Nonredundant Roles of Platelet Glycoprotein VI and Integrin αIIbβ3 in Fibrin-Mediated Microthrombus Formation.

Affiliation

Perrella G(1)(2), Huang J(1)(3), Provenzale I(1), Swieringa F(1), Heubel-Moenen FCJI(4), Farndale RW(5), Roest M(6), van der Meijden PEJ(1), Thomas M(2), Ariëns RAS(1)(7), Jandrot-Perrus M(8), Watson SP(1)(2)(9), Heemskerk JWM(1).
Author information:
(1)Department of Biochemistry, CARIM, Maastricht University, the Netherlands
(G.P., J.H., I.P., F.S., P.E.J.v.d.M., R.A.S.A., S.P.W., J.W.M.H.).
(2)Institute of Cardiovascular Sciences, College of Medical and Dental Sciences, University of Birmingham, United Kingdom
(G.P., M.T., S.P.W.).
(3)ISAS Institute, Dortmund, DE
(J.H.).
(4)Department of Haematology-Internal Medicine, MUMC+, Maastricht, the Netherlands
(F.C.J.I.H.-M.).
(5)Department of Biochemistry, University of Cambridge, United Kingdom
(R.W.F.).
(6)Synapse Research Institute, Maastricht, the Netherlands
(M.R.).
(7)Department of Discovery and Translational Science, Leeds Institute of Cardiovascular and Metabolic Medicine, University of Leeds, United Kingdom
(R.A.S.A.).
(8)UMR S1148, Laboratory for Vascular Translational Science, INSERM, University Paris Diderot, France
(M.J.-P.).
(9)COMPARE, The Universities of Birmingham and Nottingham, the Midlands, United Kingdom
(S.P.W.).

### What to do
a. In the article header on platelet glycoprotein VI, which institute in Dortmund is listed as an affiliation?
b. For each statement, say whether it agrees with the article header on platelet glycoprotein VI, and quote the words of the header that decide it. (i) The University of Cambridge affiliation is a Department of Biochemistry. (ii) The Synapse Research Institute is located in Leeds. (iii) The title names integrin αIIbβ3.
c. Write what comes next in the article header on platelet glycoprotein VI, starting after its last line.
The material after this text comes from a separate source.

### Information supplied
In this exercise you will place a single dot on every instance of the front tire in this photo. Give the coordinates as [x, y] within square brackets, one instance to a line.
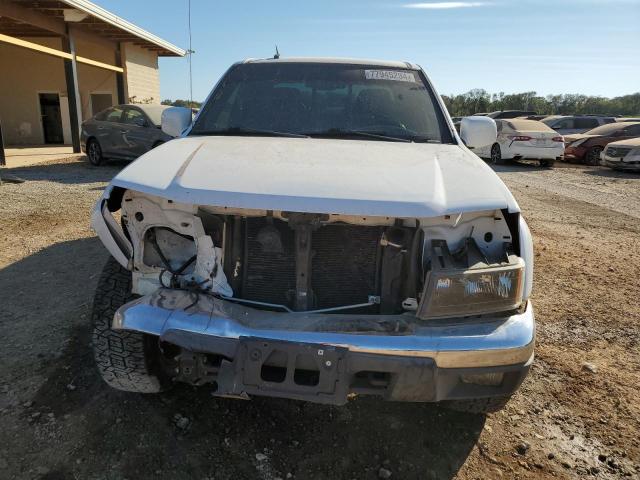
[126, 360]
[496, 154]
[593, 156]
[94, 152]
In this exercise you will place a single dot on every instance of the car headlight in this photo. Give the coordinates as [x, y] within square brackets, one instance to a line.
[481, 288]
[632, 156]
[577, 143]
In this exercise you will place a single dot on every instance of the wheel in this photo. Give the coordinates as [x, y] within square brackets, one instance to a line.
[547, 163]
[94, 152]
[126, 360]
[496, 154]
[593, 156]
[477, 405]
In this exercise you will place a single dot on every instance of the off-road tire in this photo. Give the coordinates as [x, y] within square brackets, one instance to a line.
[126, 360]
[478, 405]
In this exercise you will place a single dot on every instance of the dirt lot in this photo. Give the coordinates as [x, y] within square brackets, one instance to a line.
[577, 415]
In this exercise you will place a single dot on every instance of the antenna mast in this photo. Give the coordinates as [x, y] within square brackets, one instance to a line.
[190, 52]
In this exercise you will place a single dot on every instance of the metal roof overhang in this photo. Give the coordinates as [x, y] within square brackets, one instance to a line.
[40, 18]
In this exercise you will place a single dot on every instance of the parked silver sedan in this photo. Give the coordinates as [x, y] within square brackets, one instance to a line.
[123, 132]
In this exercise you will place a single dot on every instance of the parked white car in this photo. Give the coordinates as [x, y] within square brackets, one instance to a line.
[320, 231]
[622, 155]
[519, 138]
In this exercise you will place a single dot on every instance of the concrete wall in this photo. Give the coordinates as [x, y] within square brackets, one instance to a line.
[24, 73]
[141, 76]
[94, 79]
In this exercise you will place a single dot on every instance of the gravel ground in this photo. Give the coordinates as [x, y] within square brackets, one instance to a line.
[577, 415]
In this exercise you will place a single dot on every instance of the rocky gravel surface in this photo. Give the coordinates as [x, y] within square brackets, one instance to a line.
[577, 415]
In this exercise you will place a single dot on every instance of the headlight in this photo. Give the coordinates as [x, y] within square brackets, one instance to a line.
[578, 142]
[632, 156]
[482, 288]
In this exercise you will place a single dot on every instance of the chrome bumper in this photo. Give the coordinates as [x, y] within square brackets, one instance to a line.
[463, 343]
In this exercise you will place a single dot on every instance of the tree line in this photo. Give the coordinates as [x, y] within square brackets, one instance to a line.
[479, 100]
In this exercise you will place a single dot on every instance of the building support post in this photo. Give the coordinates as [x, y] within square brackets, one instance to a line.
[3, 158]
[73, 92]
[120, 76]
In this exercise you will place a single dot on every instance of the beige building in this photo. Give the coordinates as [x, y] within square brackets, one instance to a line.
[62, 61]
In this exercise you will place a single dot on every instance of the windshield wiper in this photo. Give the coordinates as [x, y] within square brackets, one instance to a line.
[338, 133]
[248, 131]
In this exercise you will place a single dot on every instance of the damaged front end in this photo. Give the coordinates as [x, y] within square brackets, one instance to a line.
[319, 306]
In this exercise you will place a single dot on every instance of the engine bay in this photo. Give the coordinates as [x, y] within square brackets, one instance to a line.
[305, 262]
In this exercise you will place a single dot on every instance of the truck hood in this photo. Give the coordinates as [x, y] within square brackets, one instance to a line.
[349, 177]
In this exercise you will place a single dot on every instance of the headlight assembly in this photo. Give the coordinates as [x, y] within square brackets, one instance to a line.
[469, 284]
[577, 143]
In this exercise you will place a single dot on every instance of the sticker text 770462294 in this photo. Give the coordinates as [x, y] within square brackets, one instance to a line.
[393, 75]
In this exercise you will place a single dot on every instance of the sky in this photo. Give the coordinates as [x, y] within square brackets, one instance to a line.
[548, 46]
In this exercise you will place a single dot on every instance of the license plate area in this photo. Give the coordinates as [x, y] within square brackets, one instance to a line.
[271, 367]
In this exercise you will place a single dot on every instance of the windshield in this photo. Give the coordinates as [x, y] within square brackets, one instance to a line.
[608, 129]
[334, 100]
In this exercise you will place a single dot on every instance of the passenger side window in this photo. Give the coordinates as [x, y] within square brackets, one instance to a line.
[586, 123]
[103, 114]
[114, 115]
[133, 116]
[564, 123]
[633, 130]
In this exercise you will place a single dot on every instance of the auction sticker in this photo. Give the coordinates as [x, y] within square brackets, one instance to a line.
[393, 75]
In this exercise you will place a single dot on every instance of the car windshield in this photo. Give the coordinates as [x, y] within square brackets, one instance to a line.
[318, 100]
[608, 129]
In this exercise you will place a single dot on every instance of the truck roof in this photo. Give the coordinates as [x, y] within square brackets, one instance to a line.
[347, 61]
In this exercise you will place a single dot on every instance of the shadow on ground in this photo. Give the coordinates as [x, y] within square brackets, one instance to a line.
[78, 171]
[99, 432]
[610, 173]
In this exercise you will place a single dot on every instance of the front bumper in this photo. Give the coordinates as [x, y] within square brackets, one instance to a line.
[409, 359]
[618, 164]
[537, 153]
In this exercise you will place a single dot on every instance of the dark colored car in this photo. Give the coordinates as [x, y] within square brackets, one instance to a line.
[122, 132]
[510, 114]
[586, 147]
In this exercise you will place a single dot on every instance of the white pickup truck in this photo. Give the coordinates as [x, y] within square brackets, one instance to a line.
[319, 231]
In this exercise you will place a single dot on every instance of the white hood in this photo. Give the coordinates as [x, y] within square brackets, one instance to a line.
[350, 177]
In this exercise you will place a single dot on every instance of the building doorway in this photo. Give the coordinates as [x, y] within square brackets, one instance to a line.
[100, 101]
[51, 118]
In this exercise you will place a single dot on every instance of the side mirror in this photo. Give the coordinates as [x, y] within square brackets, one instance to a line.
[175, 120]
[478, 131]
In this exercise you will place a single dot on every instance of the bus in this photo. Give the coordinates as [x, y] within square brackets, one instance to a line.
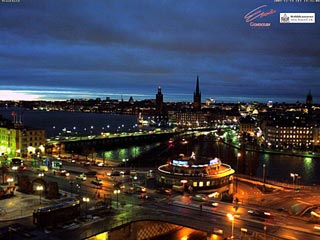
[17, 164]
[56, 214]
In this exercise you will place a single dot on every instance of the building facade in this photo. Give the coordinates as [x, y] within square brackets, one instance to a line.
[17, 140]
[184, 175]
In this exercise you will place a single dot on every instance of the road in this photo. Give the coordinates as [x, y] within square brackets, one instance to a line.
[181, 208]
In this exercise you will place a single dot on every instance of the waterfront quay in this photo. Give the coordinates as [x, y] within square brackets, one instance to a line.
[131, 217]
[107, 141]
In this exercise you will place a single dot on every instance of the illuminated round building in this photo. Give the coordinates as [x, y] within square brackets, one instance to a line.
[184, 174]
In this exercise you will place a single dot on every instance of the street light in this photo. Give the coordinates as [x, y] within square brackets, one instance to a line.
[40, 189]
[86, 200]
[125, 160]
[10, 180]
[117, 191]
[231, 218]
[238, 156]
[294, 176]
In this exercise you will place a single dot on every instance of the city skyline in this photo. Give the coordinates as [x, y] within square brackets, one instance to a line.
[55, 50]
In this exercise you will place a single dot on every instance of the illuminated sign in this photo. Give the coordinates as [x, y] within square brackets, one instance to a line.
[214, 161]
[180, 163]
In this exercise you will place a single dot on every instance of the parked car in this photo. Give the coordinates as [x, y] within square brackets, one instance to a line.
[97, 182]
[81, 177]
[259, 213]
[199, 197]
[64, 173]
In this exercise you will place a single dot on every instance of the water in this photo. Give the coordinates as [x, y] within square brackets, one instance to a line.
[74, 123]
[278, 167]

### Your responses
a. The ISAS Institute.

b.
(i) Yes: "Department of Biochemistry, University of Cambridge, United Kingdom"
(ii) No: "Synapse Research Institute, Maastricht, the Netherlands"
(iii) Yes: "Nonredundant Roles of Platelet Glycoprotein VI and Integrin αIIbβ3 in Fibrin-Mediated Microthrombus Formation."

c.
Abstract

OBJECTIVE: Fibrin is considered to strengthen thrombus formation via integrin αIIbβ3, but recent findings indicate that fibrin can also act as ligand for platelet glycoprotein VI. Approach and Results: To investigate the thrombus-forming potential of fibrin and the roles of platelet receptors herein, we generated a range of immobilized fibrin surfaces, some of which were cross-linked with factor XIIIa and contained VWF-BP (von Willebrand factor-binding peptide). Multicolor microfluidics assays with whole-blood flowed at high shear rate (1000 s-1) indicated that the fibrin surfaces, regardless of the presence of factor XIIIa or VWF-BP, supported platelet adhesion and activation (P-selectin expression), but only microthrombi were formed consisting of bilayers of platelets. Fibrinogen surfaces produced similar microthrombi. Markedly, tiggering of coagulation with tissue factor or blocking of thrombin no more than moderately affected the fibrin-induced microthrombus formation. Absence of αIIbβ3 in Glanzmann thrombasthenia annulled platelet adhesion. Blocking of glycoprotein VI with Fab 9O12 substantially, but incompletely reduced platelet secretion, Ca2+ signaling and aggregation, while inhibition of Syk further reduced these responses. In platelet suspension, glycoprotein VI blockage or Syk inhibition prevented fibrin-induced platelet aggregation. Microthrombi on fibrin surfaces triggered only minimal thrombin generation, in spite of thrombin binding to the fibrin fibers. CONCLUSIONS: Together, these results indicate that fibrin fibers, regardless of their way of formation, act as a consolidating surface in microthrombus formation via nonredundant roles of platelet glycoprotein VI and integrin αIIbβ3 through signaling via Syk and low-level Ca2+ rises.